**Problems:**
• A. Answer these questions about the forum thread on fuzzing Gecko:
(i) How long did it take to adapt the gtests?
(ii) Which shell is given as an example of one that is not straightforward to use?
(iii) Which AFL mode is said to require support at the C++ level?
• B. Duplicate the stretch of the forum thread on fuzzing Gecko from "Re: Split Gecko" through "than an hour.".

Re: Split Gecko in standalone fuzzing-friendly programs.

2016-03-09 Thread twsmith
On Wednesday, March 9, 2016 at 12:47:08 PM UTC-8, decod...@googlemail.com wrote:
> > 
> > > the sample tests (xpcshell-tests) are extremely complicated to adapt
> > 
> > That seems like it would be a problem in any new thing too, right?
> 
> Actually no. I adapted our gtests in less than an hour.
> 
> > 
> > > and we can't easily use it with AFL.
> > 
> > Just to satisfy my curiosity, what is AFL?
> 
> http://lcamtuf.coredump.cx/afl/
> 
> > 
> > > but that still doesn't solve the problem that people have to write the 
> > > necessary code that we can fuzz then.
> > 
> > OK.  This is a problem, certainly, and pretty independent of both the 
> > "split Gecko" thing and the existence of shells, right?
> 
> Not really no. Because some shells and tests we have are very straightforward 
> to use and we can figure it out ourselves. xpcshell is not such an example.
> 
> > 
> > What are the necessary qualities for things you can fuzz?
> 
> 
> It depends on the type of fuzzing. Let's stick to AFL:
> 
> - Program is easy to start (doesn't need profiles or long initialization) and 
> can be packaged
> - Has AFL persistent mode support (requires support on C++ level)

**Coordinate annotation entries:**
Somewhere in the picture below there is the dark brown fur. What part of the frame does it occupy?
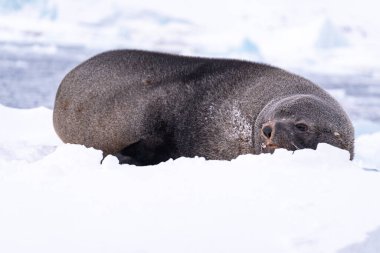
[54,50,354,165]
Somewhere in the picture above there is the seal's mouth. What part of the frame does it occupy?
[261,141,280,154]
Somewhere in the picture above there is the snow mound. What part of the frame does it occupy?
[0,106,380,253]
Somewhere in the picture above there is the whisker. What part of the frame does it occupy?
[290,142,300,150]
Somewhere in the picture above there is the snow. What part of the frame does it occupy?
[0,0,380,76]
[0,106,380,253]
[0,0,380,253]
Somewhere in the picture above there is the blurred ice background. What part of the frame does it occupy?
[0,0,380,134]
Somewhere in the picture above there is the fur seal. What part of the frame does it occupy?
[53,50,354,165]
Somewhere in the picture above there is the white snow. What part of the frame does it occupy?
[0,106,380,253]
[0,0,380,253]
[0,0,380,77]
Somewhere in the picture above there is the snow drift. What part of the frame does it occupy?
[0,106,380,253]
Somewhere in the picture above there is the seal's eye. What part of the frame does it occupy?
[296,123,309,132]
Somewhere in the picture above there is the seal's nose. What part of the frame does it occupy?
[262,126,273,139]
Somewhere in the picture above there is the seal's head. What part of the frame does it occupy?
[253,94,354,160]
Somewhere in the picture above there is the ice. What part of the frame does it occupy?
[0,0,380,253]
[0,106,380,253]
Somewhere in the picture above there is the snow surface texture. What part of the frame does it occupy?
[0,106,380,253]
[0,0,380,122]
[0,0,380,253]
[0,0,380,77]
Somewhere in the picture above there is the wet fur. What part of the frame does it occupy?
[53,50,354,165]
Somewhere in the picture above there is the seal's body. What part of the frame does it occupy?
[53,50,354,165]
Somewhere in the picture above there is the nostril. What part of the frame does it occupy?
[263,126,272,139]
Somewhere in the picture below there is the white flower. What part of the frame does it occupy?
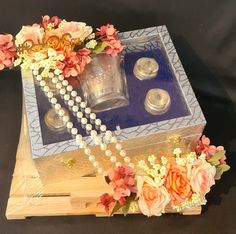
[86,40,97,49]
[173,148,182,155]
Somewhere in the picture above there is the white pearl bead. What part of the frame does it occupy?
[58,109,65,116]
[39,80,46,87]
[93,161,99,168]
[80,102,86,108]
[89,113,96,120]
[90,130,98,138]
[100,143,107,151]
[56,83,62,89]
[85,124,93,131]
[116,143,122,150]
[95,119,102,126]
[68,100,74,107]
[94,136,101,145]
[66,85,73,92]
[111,136,117,143]
[72,106,79,112]
[52,77,58,84]
[47,91,53,98]
[70,90,77,97]
[129,163,134,168]
[110,156,116,163]
[43,85,50,93]
[84,148,91,155]
[75,96,82,103]
[80,141,87,148]
[89,155,95,162]
[62,80,69,86]
[84,107,91,115]
[58,75,64,81]
[75,134,83,144]
[50,98,57,104]
[116,162,121,167]
[100,124,107,132]
[63,94,70,101]
[62,115,70,123]
[66,122,73,129]
[33,70,39,76]
[54,103,61,111]
[105,150,112,157]
[60,89,66,95]
[124,156,130,163]
[48,72,54,78]
[76,111,83,119]
[98,167,103,174]
[71,128,78,135]
[81,118,88,124]
[105,130,112,139]
[36,75,42,81]
[120,150,126,157]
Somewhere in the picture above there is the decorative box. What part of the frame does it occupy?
[22,26,206,183]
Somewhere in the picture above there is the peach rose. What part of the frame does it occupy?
[137,176,170,216]
[59,20,93,41]
[15,24,45,46]
[187,160,216,196]
[165,164,192,205]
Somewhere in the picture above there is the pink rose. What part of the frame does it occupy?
[0,34,16,70]
[165,164,192,205]
[187,160,216,196]
[59,20,93,42]
[15,24,45,46]
[98,193,115,213]
[137,176,170,216]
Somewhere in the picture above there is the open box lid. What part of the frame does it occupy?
[22,26,206,159]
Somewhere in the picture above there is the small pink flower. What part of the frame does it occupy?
[195,135,226,164]
[187,160,216,197]
[96,24,118,40]
[96,24,124,56]
[57,48,91,78]
[0,34,16,70]
[15,24,45,46]
[98,193,115,213]
[41,15,61,29]
[137,176,170,216]
[108,166,137,205]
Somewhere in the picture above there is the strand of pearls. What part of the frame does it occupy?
[33,68,134,173]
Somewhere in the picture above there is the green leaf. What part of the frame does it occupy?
[93,41,108,54]
[207,150,225,166]
[110,202,122,216]
[215,164,230,180]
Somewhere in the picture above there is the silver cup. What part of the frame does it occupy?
[80,53,129,112]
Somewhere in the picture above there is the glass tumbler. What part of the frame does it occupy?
[80,53,129,112]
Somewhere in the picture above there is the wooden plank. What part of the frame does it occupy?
[6,108,201,219]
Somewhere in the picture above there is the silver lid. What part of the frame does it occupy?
[44,108,69,131]
[144,88,171,115]
[133,57,159,80]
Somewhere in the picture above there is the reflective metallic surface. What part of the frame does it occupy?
[144,89,171,115]
[44,108,69,131]
[134,57,159,80]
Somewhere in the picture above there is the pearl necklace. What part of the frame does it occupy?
[33,70,134,174]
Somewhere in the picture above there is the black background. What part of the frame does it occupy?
[0,0,236,234]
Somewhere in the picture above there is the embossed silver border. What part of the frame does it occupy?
[22,26,206,159]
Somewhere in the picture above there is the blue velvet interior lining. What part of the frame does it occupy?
[35,48,190,145]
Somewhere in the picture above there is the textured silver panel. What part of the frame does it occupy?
[22,26,206,159]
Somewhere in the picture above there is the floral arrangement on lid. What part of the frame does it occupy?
[0,15,123,85]
[98,136,230,216]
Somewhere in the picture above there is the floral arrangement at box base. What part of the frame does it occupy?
[98,136,230,216]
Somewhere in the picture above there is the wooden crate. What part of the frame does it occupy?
[6,112,201,219]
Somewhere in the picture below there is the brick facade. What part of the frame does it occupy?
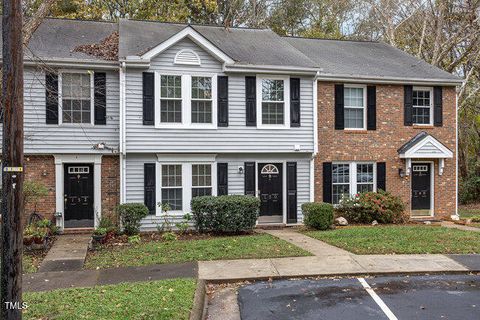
[24,155,120,225]
[315,82,456,217]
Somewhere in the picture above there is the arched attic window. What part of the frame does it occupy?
[173,49,201,66]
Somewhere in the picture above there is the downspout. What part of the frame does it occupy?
[451,88,460,220]
[119,62,126,203]
[310,71,320,202]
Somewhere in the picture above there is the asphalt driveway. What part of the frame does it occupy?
[238,275,480,320]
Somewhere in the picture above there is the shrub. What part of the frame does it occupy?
[335,191,408,223]
[191,195,260,233]
[118,203,148,235]
[302,202,333,230]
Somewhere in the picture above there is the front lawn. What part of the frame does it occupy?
[306,226,480,254]
[23,279,196,320]
[84,234,311,269]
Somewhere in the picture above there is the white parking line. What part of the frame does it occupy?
[357,278,398,320]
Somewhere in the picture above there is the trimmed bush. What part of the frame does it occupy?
[118,203,148,235]
[335,191,408,223]
[191,195,260,233]
[302,202,333,230]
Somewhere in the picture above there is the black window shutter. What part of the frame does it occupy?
[217,76,228,127]
[217,163,228,196]
[93,72,107,124]
[433,87,443,127]
[377,162,387,191]
[244,162,255,196]
[323,162,332,203]
[45,73,58,124]
[335,84,345,130]
[403,85,413,126]
[143,163,156,214]
[367,86,377,130]
[287,162,297,223]
[290,78,300,127]
[245,76,257,126]
[143,72,155,126]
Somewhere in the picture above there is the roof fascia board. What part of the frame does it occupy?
[140,26,235,64]
[400,135,453,158]
[318,74,464,86]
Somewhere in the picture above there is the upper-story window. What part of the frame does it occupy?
[157,74,216,128]
[160,75,182,123]
[412,87,433,125]
[60,72,93,123]
[257,76,290,128]
[344,85,367,130]
[191,77,213,123]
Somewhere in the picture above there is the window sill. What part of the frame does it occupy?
[412,124,435,129]
[343,129,368,134]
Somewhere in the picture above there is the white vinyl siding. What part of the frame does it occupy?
[126,39,314,153]
[4,67,120,154]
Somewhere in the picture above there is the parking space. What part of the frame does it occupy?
[238,275,480,320]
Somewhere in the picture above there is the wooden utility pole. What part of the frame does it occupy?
[0,0,23,320]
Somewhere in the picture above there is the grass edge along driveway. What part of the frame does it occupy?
[305,225,480,254]
[85,234,311,269]
[23,279,196,320]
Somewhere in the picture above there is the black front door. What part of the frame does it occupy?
[64,164,93,228]
[412,163,432,215]
[258,163,283,216]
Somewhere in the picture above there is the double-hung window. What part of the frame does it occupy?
[162,164,183,210]
[412,87,433,125]
[160,75,182,123]
[60,72,93,124]
[257,76,290,128]
[332,162,376,204]
[344,85,367,130]
[191,77,213,123]
[192,164,212,198]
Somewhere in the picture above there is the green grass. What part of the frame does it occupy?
[85,234,311,269]
[306,226,480,254]
[23,279,196,320]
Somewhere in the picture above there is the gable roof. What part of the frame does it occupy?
[283,37,461,82]
[119,19,315,69]
[0,18,118,61]
[397,131,453,158]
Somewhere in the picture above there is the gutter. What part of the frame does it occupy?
[318,74,464,86]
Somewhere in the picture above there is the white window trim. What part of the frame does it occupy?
[58,69,95,127]
[155,71,217,129]
[256,75,290,129]
[332,161,377,204]
[412,87,433,127]
[155,160,217,217]
[343,84,367,130]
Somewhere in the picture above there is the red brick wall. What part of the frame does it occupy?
[24,155,55,221]
[315,82,456,217]
[21,155,120,225]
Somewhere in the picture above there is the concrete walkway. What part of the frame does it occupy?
[23,262,198,291]
[38,234,92,272]
[442,221,480,232]
[262,229,353,257]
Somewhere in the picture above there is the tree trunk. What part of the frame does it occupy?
[0,0,23,320]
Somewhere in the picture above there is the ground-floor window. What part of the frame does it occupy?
[332,162,376,204]
[157,162,215,212]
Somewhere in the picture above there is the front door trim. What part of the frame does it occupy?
[252,157,287,224]
[53,154,102,230]
[410,160,435,219]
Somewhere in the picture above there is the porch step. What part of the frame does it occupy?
[255,223,286,230]
[62,228,93,234]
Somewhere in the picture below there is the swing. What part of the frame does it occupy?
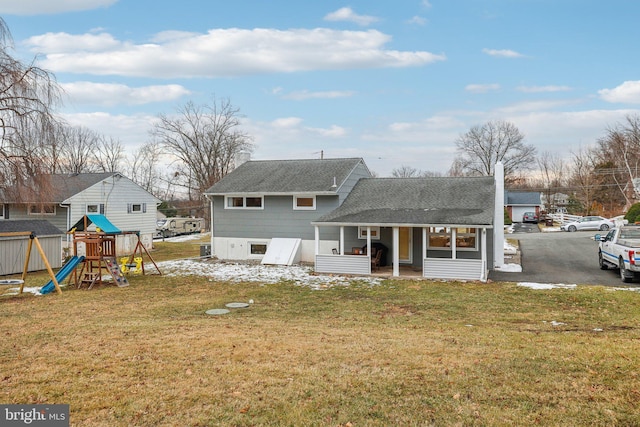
[0,236,25,285]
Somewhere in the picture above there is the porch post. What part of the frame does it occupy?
[451,227,458,259]
[392,227,400,277]
[480,228,487,280]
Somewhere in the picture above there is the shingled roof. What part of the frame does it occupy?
[0,219,64,236]
[205,158,364,195]
[312,177,495,226]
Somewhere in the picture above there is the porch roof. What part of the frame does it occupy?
[312,177,495,228]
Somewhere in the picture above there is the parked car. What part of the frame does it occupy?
[560,216,615,231]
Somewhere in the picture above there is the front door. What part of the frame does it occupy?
[398,227,413,264]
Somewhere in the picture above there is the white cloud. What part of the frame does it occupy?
[282,90,355,101]
[407,15,427,25]
[61,82,191,106]
[0,0,118,15]
[598,80,640,104]
[464,83,500,93]
[482,49,524,58]
[26,28,446,78]
[324,7,378,26]
[516,86,571,93]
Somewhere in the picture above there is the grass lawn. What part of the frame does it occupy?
[0,239,640,426]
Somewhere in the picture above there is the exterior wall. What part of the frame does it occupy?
[212,196,338,240]
[211,236,338,263]
[0,236,62,276]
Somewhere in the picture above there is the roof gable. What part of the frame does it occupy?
[205,158,364,195]
[315,177,495,225]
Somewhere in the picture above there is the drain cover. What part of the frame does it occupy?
[205,308,229,315]
[225,302,249,308]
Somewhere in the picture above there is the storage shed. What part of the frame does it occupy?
[0,220,64,276]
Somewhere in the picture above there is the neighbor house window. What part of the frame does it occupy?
[358,226,380,240]
[224,196,263,209]
[29,205,56,215]
[293,196,316,211]
[249,243,267,255]
[428,227,478,251]
[87,203,104,214]
[127,203,147,214]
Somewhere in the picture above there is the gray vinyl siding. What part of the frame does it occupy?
[213,196,339,240]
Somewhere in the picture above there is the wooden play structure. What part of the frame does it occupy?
[69,215,162,289]
[0,231,62,294]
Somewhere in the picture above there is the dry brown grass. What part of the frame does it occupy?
[0,252,640,426]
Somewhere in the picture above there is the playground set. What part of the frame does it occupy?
[0,215,162,294]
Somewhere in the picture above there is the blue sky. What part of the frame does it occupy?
[0,0,640,176]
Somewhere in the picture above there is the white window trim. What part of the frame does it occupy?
[293,196,316,211]
[358,225,380,240]
[224,195,264,210]
[427,227,480,252]
[27,204,57,216]
[247,240,269,259]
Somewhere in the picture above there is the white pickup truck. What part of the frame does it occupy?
[595,225,640,282]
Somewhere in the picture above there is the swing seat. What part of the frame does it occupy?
[0,279,24,285]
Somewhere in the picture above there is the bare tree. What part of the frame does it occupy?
[0,18,61,196]
[391,165,420,178]
[451,120,536,180]
[570,148,600,215]
[94,137,124,172]
[538,151,565,210]
[152,98,253,195]
[60,126,101,173]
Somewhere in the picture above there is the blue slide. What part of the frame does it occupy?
[40,255,84,295]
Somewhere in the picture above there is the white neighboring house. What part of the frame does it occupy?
[0,172,161,254]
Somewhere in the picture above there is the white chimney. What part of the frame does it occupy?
[235,150,251,167]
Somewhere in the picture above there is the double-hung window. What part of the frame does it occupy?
[293,196,316,211]
[224,196,264,209]
[428,227,478,251]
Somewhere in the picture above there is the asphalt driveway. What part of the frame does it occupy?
[489,224,640,287]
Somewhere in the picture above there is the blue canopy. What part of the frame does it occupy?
[69,214,122,234]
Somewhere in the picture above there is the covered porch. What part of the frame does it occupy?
[315,224,492,281]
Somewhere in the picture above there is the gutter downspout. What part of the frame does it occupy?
[496,162,504,268]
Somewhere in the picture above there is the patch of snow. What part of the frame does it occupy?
[495,264,522,273]
[518,282,578,290]
[158,260,382,290]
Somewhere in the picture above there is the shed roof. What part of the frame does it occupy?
[504,191,542,206]
[313,177,495,226]
[0,219,64,236]
[205,158,364,195]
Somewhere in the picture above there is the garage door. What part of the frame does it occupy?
[511,206,535,222]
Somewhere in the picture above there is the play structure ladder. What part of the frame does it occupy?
[104,257,129,288]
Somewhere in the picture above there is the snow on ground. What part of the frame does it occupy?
[158,260,382,289]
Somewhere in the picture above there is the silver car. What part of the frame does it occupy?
[560,216,615,231]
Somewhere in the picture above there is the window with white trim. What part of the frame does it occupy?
[224,196,264,209]
[427,227,478,251]
[127,203,147,214]
[358,226,380,240]
[28,204,56,215]
[87,203,104,215]
[249,242,267,256]
[293,196,316,211]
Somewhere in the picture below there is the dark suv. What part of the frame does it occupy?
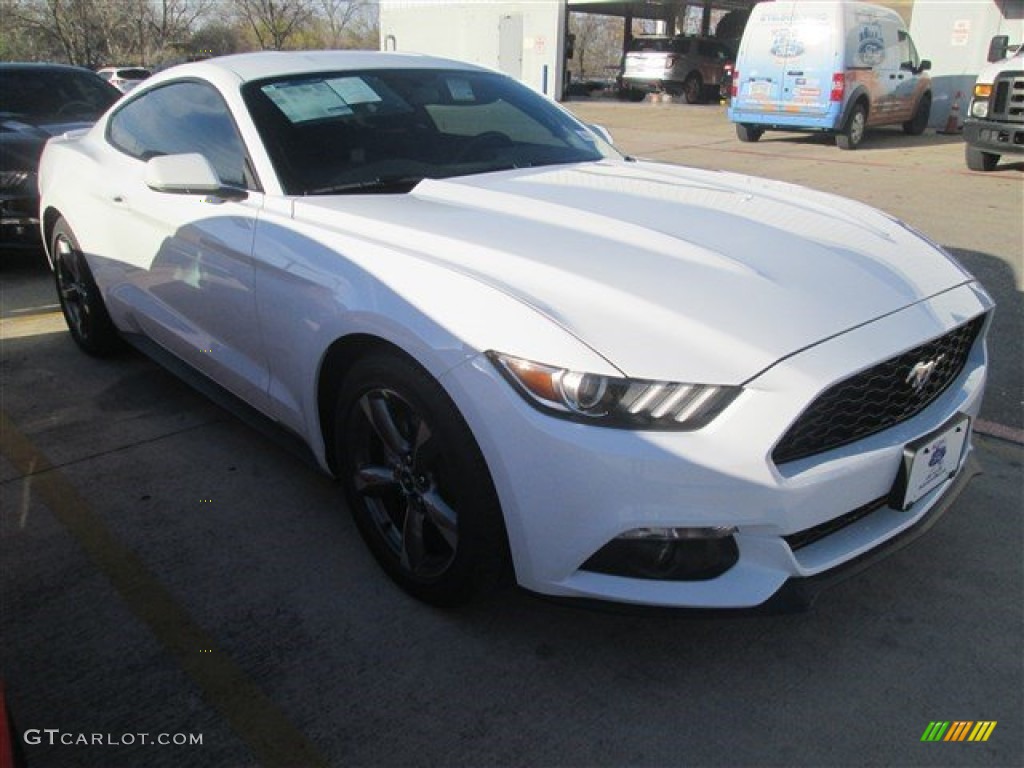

**Expected results:**
• A.
(i) Less than an hour.
(ii) xpcshell.
(iii) Persistent mode.

• B.
Re: Split Gecko in standalone fuzzing-friendly programs.

2016-03-09 Thread twsmith
On Wednesday, March 9, 2016 at 12:47:08 PM UTC-8, decod...@googlemail.com wrote:
> > 
> > > the sample tests (xpcshell-tests) are extremely complicated to adapt
> > 
> > That seems like it would be a problem in any new thing too, right?
> 
> Actually no. I adapted our gtests in less than an hour.